▶ **What you will do**: Images aside, return all the entries exactly.

▶ **Data for review**:
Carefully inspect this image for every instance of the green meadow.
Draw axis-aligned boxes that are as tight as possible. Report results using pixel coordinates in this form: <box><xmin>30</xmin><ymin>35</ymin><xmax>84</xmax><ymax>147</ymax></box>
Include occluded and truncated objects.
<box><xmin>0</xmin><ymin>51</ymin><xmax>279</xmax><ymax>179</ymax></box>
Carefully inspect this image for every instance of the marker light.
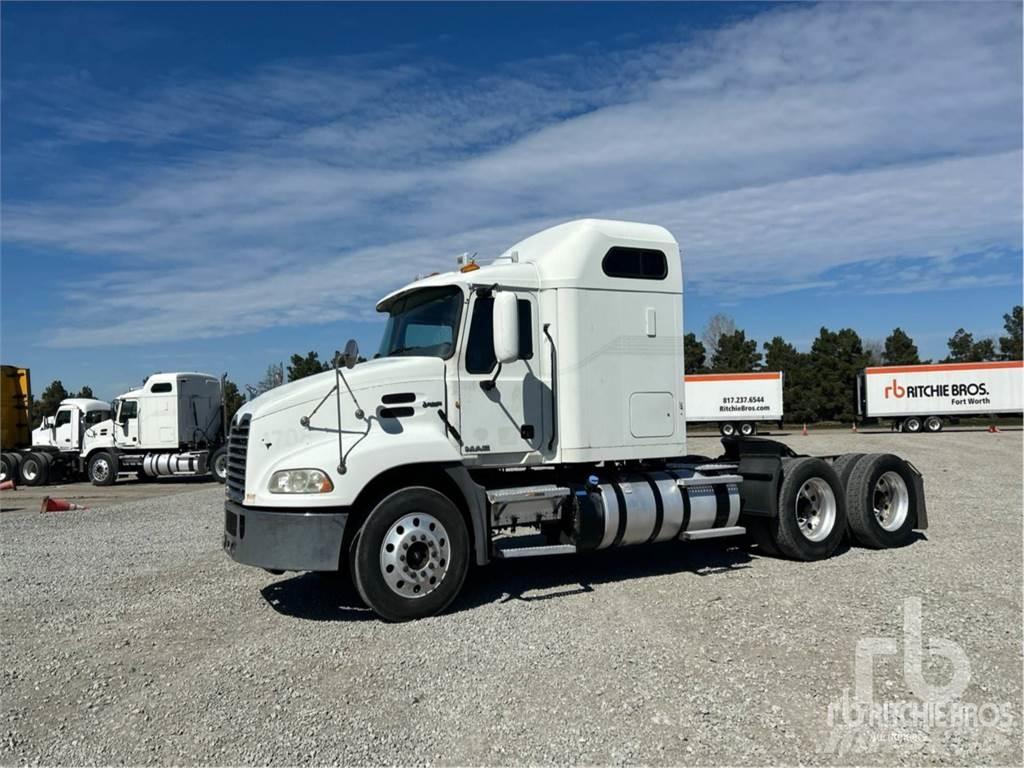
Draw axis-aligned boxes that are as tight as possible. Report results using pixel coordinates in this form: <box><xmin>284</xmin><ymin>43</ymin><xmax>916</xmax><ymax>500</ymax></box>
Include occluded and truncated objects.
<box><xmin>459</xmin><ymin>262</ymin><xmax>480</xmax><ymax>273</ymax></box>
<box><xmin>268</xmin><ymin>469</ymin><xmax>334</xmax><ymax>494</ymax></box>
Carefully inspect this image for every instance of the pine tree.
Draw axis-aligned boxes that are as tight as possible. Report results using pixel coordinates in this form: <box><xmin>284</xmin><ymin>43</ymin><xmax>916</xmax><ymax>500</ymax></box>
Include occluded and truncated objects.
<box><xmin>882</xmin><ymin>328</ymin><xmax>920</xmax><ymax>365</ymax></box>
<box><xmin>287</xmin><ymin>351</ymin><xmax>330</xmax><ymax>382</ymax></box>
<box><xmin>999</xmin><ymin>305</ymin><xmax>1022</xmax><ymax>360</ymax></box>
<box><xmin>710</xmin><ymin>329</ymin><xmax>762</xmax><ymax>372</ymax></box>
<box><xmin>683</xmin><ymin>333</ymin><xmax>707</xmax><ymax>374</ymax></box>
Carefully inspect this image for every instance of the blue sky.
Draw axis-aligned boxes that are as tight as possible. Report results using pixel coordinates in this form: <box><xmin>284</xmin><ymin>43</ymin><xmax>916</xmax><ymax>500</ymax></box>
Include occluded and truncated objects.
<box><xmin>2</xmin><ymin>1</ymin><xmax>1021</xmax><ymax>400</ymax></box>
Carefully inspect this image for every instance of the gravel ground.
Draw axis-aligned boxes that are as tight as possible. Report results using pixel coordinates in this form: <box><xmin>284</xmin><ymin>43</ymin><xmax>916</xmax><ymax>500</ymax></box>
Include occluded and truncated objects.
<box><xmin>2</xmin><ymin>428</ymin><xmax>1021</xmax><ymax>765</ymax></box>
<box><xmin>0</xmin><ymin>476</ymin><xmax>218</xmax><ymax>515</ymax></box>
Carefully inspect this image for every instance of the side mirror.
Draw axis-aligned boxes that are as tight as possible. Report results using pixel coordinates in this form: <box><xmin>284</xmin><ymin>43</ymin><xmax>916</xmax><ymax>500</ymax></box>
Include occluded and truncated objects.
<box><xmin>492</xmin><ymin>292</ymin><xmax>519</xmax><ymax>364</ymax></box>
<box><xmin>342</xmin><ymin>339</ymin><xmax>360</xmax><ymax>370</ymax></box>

▶ **The completed task**:
Carefully inspect this image for every instance of the green meadow.
Draw axis-aligned boxes that are as tight as possible. Report results using pixel coordinates in this form: <box><xmin>30</xmin><ymin>35</ymin><xmax>84</xmax><ymax>147</ymax></box>
Include occluded and truncated objects.
<box><xmin>0</xmin><ymin>51</ymin><xmax>279</xmax><ymax>179</ymax></box>
Carefully inspect this image for every instance of the marker light.
Draw axis-aligned boxes that are as tight as possible. Report results using pixel coordinates in this form: <box><xmin>284</xmin><ymin>43</ymin><xmax>916</xmax><ymax>500</ymax></box>
Include occluded and truncated objects.
<box><xmin>459</xmin><ymin>262</ymin><xmax>480</xmax><ymax>273</ymax></box>
<box><xmin>268</xmin><ymin>469</ymin><xmax>334</xmax><ymax>494</ymax></box>
Carefully inspect this image for every instance of the pine tree.
Draw axis-aligned boxes that are as tight as possible. Report results using pixel coordinates in this form: <box><xmin>284</xmin><ymin>43</ymin><xmax>916</xmax><ymax>500</ymax></box>
Include occluded and truncated objects.
<box><xmin>882</xmin><ymin>328</ymin><xmax>920</xmax><ymax>365</ymax></box>
<box><xmin>287</xmin><ymin>351</ymin><xmax>330</xmax><ymax>382</ymax></box>
<box><xmin>999</xmin><ymin>305</ymin><xmax>1022</xmax><ymax>360</ymax></box>
<box><xmin>710</xmin><ymin>329</ymin><xmax>762</xmax><ymax>372</ymax></box>
<box><xmin>683</xmin><ymin>333</ymin><xmax>707</xmax><ymax>374</ymax></box>
Carefully inspect this image for every instance of the blue sky.
Draw axis-aligned boxes that are as tight as possible. Report results using pixel coordinates in this form: <box><xmin>284</xmin><ymin>43</ymin><xmax>916</xmax><ymax>500</ymax></box>
Include occluded and truncated objects.
<box><xmin>2</xmin><ymin>1</ymin><xmax>1021</xmax><ymax>400</ymax></box>
Carefully inspect this image for every instance of the gravel ground.
Draw axis-aligned boxes that are as tight as possible. Report results using pixel coordinates in this form: <box><xmin>284</xmin><ymin>43</ymin><xmax>916</xmax><ymax>500</ymax></box>
Include occluded and truncated objects.
<box><xmin>2</xmin><ymin>428</ymin><xmax>1021</xmax><ymax>765</ymax></box>
<box><xmin>0</xmin><ymin>476</ymin><xmax>218</xmax><ymax>515</ymax></box>
Carefully inspect this image for every instance of the side mirror.
Draw axis-aligned boxes that are as tight as possible. Report results using pixel coordinates in this form: <box><xmin>284</xmin><ymin>43</ymin><xmax>916</xmax><ymax>500</ymax></box>
Include occluded and truncated objects.
<box><xmin>492</xmin><ymin>292</ymin><xmax>519</xmax><ymax>364</ymax></box>
<box><xmin>342</xmin><ymin>339</ymin><xmax>360</xmax><ymax>370</ymax></box>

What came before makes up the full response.